REQUIRED TASK » Find every line below that contains the word "front" and copy each of those lines.

========================================================================

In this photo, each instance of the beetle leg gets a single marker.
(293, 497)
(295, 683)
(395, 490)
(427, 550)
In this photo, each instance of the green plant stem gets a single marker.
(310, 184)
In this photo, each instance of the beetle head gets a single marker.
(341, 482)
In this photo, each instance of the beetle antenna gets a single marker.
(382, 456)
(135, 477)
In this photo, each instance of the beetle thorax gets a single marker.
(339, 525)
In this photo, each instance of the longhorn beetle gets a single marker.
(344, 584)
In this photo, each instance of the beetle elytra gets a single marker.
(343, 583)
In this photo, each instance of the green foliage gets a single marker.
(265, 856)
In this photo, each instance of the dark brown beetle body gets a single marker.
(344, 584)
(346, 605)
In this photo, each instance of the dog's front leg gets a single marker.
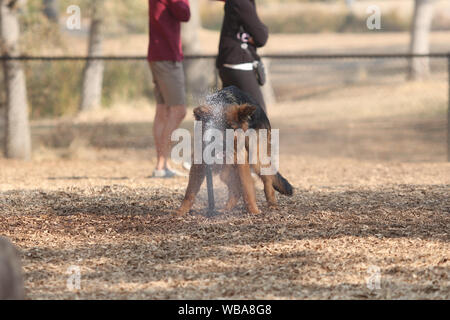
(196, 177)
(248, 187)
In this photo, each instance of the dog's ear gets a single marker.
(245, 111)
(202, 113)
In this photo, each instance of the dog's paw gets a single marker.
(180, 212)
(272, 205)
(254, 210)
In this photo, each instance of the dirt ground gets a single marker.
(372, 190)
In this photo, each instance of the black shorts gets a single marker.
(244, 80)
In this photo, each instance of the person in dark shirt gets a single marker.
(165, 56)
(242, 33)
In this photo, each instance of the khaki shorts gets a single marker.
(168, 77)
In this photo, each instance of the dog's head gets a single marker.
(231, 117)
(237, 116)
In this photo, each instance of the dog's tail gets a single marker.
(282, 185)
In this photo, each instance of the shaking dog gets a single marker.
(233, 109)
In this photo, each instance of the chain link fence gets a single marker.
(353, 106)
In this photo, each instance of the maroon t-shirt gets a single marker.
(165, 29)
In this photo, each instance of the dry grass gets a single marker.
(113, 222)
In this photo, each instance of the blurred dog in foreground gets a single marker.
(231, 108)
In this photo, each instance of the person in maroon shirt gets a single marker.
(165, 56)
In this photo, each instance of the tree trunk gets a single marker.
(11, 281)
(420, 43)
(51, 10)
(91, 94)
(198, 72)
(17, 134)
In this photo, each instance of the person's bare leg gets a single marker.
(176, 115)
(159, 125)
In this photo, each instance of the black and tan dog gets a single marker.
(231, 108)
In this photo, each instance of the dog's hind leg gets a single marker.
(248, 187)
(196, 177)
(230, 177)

========================================================================

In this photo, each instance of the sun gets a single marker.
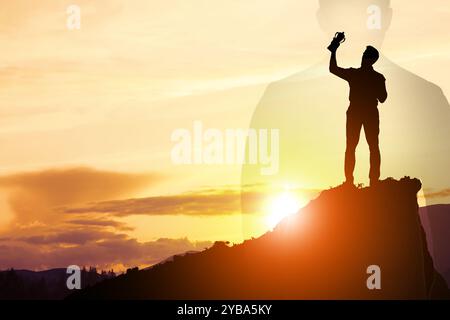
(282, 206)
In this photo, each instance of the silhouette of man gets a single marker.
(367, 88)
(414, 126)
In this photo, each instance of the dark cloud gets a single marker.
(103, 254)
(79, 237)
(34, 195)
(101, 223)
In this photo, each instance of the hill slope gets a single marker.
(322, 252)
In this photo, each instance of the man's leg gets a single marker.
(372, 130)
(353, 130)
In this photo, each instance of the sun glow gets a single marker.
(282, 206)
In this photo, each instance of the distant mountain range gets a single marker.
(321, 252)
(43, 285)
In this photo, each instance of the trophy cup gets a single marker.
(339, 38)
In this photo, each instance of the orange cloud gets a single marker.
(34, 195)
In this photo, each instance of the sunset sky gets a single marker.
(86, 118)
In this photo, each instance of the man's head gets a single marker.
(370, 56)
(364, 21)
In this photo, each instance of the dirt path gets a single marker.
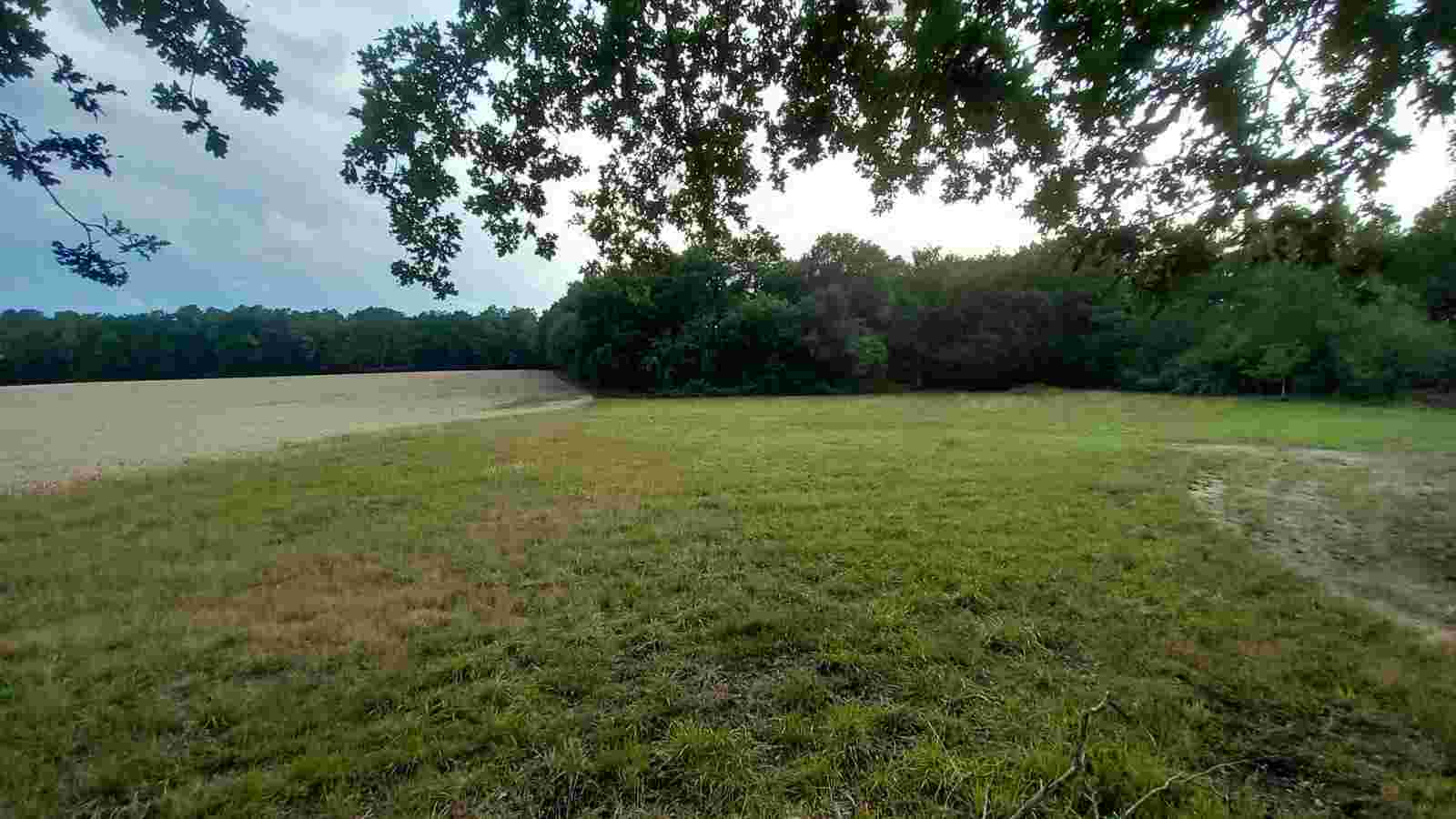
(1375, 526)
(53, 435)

========================================================================

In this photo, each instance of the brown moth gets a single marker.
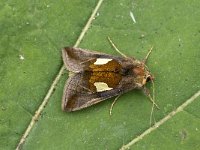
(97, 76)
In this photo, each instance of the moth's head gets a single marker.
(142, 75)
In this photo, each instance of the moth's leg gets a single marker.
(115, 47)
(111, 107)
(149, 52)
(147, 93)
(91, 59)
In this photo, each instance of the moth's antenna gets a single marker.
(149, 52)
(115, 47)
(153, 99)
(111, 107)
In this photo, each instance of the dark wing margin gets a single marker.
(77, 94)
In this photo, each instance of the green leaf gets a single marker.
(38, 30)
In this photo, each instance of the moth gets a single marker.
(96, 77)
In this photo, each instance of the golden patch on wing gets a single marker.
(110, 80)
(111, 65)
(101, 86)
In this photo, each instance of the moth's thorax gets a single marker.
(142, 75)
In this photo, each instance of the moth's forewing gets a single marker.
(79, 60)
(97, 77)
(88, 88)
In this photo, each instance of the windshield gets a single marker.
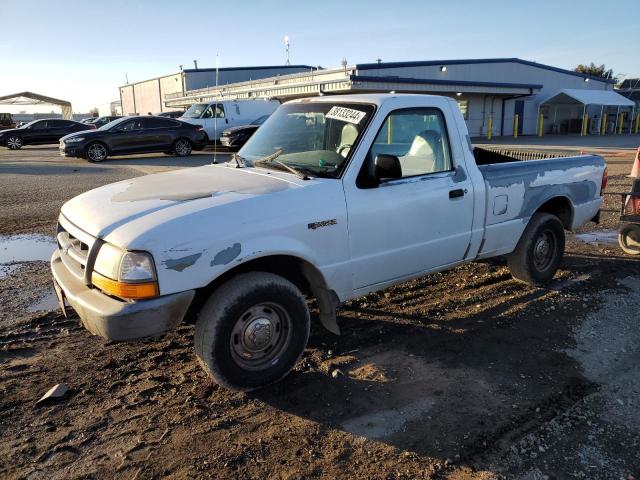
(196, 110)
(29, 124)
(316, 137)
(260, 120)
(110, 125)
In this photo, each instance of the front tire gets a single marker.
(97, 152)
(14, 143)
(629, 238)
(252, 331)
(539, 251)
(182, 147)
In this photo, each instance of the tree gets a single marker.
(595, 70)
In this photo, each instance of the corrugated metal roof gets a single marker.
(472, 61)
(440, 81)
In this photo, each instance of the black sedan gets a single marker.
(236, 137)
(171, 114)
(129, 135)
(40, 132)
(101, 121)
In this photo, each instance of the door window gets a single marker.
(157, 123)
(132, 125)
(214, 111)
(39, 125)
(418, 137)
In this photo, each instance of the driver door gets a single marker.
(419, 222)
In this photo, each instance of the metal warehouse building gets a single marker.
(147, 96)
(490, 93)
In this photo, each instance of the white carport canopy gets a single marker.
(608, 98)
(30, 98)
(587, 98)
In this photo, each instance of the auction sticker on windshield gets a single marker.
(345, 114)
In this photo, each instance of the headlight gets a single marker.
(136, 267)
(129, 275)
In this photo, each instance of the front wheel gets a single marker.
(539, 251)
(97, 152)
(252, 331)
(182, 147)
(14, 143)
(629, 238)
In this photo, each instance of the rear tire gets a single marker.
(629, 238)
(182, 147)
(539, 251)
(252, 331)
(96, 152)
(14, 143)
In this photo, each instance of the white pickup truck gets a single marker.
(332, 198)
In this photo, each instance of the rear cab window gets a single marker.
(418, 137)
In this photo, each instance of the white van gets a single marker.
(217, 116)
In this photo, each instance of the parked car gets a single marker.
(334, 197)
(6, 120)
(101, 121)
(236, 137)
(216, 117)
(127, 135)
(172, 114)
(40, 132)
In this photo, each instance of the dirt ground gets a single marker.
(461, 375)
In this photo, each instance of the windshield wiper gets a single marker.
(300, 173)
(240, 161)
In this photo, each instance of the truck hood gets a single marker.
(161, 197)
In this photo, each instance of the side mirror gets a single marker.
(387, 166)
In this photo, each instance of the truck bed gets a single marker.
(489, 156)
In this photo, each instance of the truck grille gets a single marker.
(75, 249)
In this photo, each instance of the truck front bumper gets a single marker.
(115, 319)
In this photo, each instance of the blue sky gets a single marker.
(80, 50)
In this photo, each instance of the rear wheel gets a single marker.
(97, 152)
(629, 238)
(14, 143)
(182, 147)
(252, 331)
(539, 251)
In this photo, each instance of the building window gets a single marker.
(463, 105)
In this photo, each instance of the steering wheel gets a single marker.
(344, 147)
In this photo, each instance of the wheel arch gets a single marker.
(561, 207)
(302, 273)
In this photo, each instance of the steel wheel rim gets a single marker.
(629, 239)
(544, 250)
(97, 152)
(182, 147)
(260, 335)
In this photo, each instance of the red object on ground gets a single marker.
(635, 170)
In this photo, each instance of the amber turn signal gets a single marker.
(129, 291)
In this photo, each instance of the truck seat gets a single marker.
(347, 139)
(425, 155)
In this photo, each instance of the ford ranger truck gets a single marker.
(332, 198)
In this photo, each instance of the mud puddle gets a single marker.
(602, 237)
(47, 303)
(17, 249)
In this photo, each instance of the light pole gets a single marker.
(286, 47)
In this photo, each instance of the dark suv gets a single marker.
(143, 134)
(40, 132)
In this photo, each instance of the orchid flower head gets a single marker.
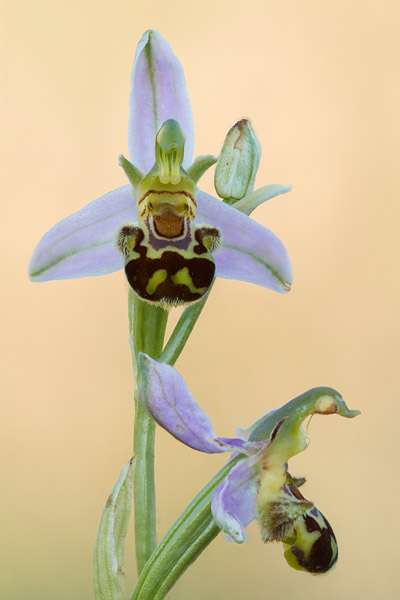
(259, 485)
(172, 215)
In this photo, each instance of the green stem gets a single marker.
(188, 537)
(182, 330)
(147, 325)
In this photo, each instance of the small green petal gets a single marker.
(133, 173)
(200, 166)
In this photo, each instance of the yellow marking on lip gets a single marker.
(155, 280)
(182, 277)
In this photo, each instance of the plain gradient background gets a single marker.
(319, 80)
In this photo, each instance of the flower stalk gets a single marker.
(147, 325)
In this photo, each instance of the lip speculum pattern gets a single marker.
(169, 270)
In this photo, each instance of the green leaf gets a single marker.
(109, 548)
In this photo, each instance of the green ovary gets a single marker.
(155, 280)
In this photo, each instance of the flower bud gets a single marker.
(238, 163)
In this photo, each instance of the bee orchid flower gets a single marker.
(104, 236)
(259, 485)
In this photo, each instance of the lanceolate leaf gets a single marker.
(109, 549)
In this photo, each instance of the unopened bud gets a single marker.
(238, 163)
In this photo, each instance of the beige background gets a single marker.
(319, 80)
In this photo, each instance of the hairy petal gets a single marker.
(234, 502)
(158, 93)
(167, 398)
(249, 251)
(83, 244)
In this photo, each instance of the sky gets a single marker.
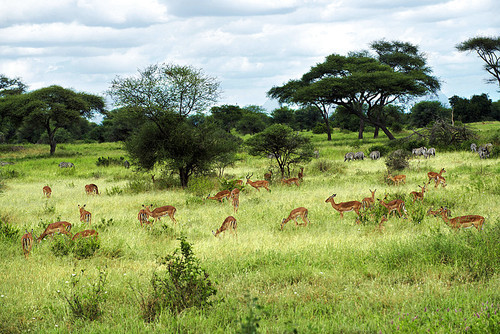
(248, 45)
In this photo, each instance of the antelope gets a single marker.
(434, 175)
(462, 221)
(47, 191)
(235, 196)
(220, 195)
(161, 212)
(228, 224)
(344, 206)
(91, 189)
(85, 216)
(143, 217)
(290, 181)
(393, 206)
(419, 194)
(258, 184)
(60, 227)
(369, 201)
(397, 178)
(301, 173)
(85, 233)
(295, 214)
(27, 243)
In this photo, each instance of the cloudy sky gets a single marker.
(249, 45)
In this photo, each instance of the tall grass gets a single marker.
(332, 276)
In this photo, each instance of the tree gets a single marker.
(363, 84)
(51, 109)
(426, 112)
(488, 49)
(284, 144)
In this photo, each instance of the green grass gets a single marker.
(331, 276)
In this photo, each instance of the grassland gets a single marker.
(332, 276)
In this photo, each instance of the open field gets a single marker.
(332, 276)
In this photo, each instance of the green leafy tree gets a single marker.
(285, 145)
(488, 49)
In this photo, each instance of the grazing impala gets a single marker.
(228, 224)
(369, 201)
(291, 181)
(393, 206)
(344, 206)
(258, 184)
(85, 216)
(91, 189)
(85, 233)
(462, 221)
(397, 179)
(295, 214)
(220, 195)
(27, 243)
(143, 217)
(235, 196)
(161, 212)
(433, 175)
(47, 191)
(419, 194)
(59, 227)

========================================================================

ANSWER TO THE EXERCISE »
In this photo, each instance of the dog's front leg gets a single marker.
In this photo, each instance of the front tire gets a single marker.
In this photo, each instance of the front wheel gets a single marker.
In this photo, each instance of the truck front bumper gets a single marker.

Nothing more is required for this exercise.